*WHAT THIS TASK INVOLVES:* Only the lines from the line containing "Please pin the red" to the end of the entries, both included, belong in your answer, and each must match exactly.

*Collected data entries:*
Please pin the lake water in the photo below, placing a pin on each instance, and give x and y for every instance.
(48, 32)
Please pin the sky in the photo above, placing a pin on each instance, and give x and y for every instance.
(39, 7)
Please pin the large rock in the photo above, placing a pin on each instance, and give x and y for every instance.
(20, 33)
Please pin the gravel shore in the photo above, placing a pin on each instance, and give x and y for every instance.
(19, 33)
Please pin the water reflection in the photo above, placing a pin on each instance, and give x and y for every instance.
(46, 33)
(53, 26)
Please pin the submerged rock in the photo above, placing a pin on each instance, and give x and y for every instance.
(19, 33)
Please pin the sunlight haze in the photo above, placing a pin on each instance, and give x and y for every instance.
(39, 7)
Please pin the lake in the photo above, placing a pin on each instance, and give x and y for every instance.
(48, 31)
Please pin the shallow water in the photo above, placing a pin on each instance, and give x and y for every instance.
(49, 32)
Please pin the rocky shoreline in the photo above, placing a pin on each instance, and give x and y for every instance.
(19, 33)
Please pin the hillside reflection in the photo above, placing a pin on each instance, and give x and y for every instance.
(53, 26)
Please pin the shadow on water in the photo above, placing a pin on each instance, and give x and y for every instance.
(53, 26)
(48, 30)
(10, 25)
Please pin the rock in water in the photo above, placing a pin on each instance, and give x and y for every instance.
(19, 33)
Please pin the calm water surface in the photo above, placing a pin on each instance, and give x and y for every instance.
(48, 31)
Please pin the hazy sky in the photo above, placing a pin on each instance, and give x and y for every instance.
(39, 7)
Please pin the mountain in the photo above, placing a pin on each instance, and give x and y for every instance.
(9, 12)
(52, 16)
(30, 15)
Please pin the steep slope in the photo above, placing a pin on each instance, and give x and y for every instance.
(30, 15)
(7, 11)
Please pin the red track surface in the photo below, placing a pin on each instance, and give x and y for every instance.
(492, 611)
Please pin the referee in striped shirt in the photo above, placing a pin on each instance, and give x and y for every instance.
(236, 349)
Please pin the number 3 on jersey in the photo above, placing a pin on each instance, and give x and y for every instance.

*SOLUTION:*
Please pin the red track surface in the photo below, placing a pin on each instance, and give x and y for every instance.
(492, 611)
Please pin the referee in striped shirt in the photo above, placing a pin on each instance, and give x and y for every instance.
(236, 349)
Please pin the number 3 on jersey in the photo above, placing a pin on each instance, and give x and y for every instance.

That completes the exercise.